'''

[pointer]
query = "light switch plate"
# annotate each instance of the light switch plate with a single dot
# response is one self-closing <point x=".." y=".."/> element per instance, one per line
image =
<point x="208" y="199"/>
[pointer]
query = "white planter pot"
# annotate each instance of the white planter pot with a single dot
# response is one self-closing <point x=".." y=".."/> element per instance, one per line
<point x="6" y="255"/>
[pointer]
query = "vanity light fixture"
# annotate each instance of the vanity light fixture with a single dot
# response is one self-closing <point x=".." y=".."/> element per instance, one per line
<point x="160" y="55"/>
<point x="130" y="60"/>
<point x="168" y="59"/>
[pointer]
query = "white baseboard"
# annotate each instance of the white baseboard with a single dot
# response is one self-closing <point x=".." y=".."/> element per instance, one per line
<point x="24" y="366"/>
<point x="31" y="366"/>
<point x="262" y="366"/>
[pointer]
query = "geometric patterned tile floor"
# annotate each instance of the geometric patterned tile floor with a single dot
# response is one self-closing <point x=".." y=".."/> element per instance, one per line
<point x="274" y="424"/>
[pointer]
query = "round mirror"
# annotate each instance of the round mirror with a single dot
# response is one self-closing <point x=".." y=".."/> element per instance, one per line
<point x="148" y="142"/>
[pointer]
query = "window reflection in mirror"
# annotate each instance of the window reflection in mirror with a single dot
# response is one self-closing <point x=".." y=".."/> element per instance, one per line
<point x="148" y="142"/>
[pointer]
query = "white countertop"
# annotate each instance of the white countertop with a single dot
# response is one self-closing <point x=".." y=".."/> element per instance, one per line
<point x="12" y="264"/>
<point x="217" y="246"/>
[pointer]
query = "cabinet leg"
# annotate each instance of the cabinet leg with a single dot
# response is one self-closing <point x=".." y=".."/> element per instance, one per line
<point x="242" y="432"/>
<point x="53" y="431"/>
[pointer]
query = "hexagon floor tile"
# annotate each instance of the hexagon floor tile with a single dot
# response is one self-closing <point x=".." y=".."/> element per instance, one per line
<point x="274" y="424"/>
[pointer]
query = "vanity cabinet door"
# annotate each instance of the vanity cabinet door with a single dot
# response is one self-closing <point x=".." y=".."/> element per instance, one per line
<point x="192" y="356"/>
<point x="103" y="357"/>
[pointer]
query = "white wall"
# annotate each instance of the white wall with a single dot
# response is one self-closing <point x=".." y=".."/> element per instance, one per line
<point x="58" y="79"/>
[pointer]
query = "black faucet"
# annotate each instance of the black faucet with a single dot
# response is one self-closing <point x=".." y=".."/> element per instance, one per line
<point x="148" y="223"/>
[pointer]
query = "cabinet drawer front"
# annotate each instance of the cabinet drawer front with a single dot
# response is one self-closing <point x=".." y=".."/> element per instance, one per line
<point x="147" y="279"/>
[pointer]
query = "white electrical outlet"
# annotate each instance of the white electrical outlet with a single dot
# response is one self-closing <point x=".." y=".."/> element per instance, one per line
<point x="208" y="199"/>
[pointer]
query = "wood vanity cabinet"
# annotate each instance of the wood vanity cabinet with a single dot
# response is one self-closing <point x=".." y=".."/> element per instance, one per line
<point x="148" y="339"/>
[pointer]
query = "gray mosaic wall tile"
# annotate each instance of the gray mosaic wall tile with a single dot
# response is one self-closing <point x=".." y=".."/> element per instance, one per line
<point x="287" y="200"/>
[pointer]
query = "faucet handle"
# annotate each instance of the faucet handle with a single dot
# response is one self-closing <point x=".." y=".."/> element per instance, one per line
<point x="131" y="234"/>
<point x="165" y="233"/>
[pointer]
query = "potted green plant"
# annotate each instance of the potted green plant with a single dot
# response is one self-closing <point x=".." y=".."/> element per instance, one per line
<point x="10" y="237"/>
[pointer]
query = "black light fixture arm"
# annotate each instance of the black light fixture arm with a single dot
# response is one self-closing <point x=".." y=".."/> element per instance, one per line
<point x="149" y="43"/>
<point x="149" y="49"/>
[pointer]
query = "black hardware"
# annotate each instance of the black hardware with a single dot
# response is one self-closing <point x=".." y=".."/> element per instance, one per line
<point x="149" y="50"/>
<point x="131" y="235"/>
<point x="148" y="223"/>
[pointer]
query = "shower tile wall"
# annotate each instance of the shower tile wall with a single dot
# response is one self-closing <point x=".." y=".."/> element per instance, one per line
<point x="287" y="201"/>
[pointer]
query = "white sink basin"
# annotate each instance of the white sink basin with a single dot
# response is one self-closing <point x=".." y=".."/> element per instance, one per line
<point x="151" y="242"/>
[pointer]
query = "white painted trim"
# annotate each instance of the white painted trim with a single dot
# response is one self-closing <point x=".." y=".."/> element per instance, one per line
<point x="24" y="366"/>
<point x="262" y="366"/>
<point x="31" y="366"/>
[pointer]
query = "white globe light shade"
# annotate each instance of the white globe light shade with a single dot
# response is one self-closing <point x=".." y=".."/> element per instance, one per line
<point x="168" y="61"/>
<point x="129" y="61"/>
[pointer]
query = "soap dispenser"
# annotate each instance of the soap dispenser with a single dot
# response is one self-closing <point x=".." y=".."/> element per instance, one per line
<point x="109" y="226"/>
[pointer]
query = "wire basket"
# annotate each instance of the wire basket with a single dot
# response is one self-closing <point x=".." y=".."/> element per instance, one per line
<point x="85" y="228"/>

'''

> What you are asked to do
Transcribe the data above in full, exactly.

> Solution for this problem
[pointer]
query = "light switch plate"
# annotate each instance of the light switch plate with a single dot
# response is one self-closing <point x=".." y=".."/> element per instance, one per line
image =
<point x="208" y="199"/>
[pointer]
query = "white planter pot"
# annotate each instance of the white planter pot with a single dot
# response is one self-closing <point x=".." y=".."/> element per instance, one per line
<point x="6" y="255"/>
[pointer]
query = "vanity light fixture"
# annotate each instance of the vanity light fixture with a single dot
# response is one self-closing <point x=".." y=".."/> element per instance, one per line
<point x="160" y="55"/>
<point x="130" y="60"/>
<point x="168" y="59"/>
[pointer]
query = "white baseboard"
# annotate each instance of the white baseboard with a single dot
# response is one self-closing <point x=".." y=".."/> element per instance, one per line
<point x="24" y="366"/>
<point x="31" y="366"/>
<point x="262" y="366"/>
[pointer]
query = "geometric patterned tile floor"
# annotate each instance of the geometric patterned tile floor with a single dot
# response is one self-closing <point x=".." y=".."/> element per instance, one per line
<point x="274" y="424"/>
[pointer]
query = "round mirror"
# annotate each instance of the round mirror with a single dot
# response is one self-closing <point x=".." y=".."/> element per instance, one per line
<point x="148" y="142"/>
[pointer]
query = "window reflection in mirror"
# annotate each instance of the window reflection in mirror with a single dot
# response is one self-closing <point x=".." y=".."/> element per instance, one per line
<point x="148" y="142"/>
[pointer]
query = "white countertop"
# annotate each instance of the white countertop with a single dot
# response is one self-closing <point x=".." y=".."/> element per instance, one per line
<point x="12" y="264"/>
<point x="217" y="246"/>
[pointer]
query = "cabinet leg"
# annotate each instance of the cabinet leg with a single dot
# response is one self-closing <point x=".." y=".."/> element per instance, one per line
<point x="242" y="432"/>
<point x="53" y="431"/>
[pointer]
query = "hexagon floor tile"
# annotate each instance of the hexagon floor tile with a single dot
# response is one self-closing <point x=".." y=".."/> element per instance, one per line
<point x="274" y="424"/>
[pointer]
query = "vanity cabinet door"
# annotate each instance of the vanity cabinet door with a single dot
# response is one self-closing <point x=".." y=".."/> element per instance, one per line
<point x="192" y="356"/>
<point x="103" y="357"/>
[pointer]
query = "white wall"
# annotate each instance of the white wall with a single dot
# response is one self-closing <point x=".." y=".."/> element per instance, one per line
<point x="58" y="79"/>
[pointer]
query = "black faucet"
# annotate each instance of the black faucet with a single dot
# response is one self-closing <point x=".." y=".."/> element per instance, one per line
<point x="148" y="223"/>
[pointer]
query = "cabinet drawer front"
# annotate each instance of the cabinet drawer front with a single dot
# response is one self-closing <point x=".." y=".."/> element per instance, one per line
<point x="147" y="279"/>
[pointer]
query = "white electrical outlet"
# annotate each instance of the white electrical outlet with a single dot
# response is one self-closing <point x=".." y=".."/> element per instance, one per line
<point x="208" y="199"/>
[pointer]
query = "wood vanity cabinet"
# annotate each instance of the wood vanity cabinet with a single dot
# response is one self-closing <point x=".." y=".."/> element per instance, one per line
<point x="148" y="339"/>
[pointer]
query = "gray mosaic wall tile"
# annotate each instance of the gray mosaic wall tile with a single dot
# response is one self-closing <point x=".." y=".."/> element per instance, one per line
<point x="287" y="200"/>
[pointer]
query = "faucet handle"
# annotate each instance of the faucet handle with a single dot
# response is one self-closing <point x=".." y=".."/> element per instance, one per line
<point x="131" y="234"/>
<point x="165" y="233"/>
[pointer]
query = "potted green plant"
# annotate each instance of the potted green plant with a single dot
# response is one self-closing <point x=".." y=".."/> element per instance, one per line
<point x="10" y="237"/>
[pointer]
query = "black light fixture arm"
# annotate each instance of the black light fixture arm with a single dot
# response is one self-closing <point x=".." y=".."/> element per instance, one per line
<point x="149" y="43"/>
<point x="149" y="49"/>
[pointer]
query = "black hardware"
# annotate each instance of the black hardware with a single dot
# response is one self-closing <point x=".." y=".."/> element per instance, one per line
<point x="149" y="50"/>
<point x="131" y="235"/>
<point x="148" y="223"/>
[pointer]
query = "shower tile wall"
# annotate each instance of the shower tile wall with a single dot
# response is one self-closing <point x=".." y=".."/> element per instance, one per line
<point x="287" y="201"/>
[pointer]
query = "white sink basin"
# annotate each instance of the white sink basin with a single dot
# response is one self-closing <point x=".." y=".."/> element per instance, one per line
<point x="151" y="242"/>
[pointer]
query = "white painted trim"
# annotate each instance of the white painted trim with a single dot
# response is one self-closing <point x=".." y=".."/> element per instance, one per line
<point x="24" y="366"/>
<point x="262" y="366"/>
<point x="31" y="366"/>
[pointer]
query = "white globe light shade"
# annotate each instance of the white globe light shade with a single dot
# response is one self-closing <point x=".." y=".."/> element per instance, one per line
<point x="168" y="61"/>
<point x="129" y="61"/>
[pointer]
query = "soap dispenser"
# annotate each instance of the soap dispenser with a single dot
# response is one self-closing <point x=".." y=".."/> element per instance, one per line
<point x="109" y="226"/>
[pointer]
query = "wire basket"
# annotate each instance of the wire basket with a single dot
# response is one self-closing <point x=".." y=".."/> element per instance, one per line
<point x="85" y="228"/>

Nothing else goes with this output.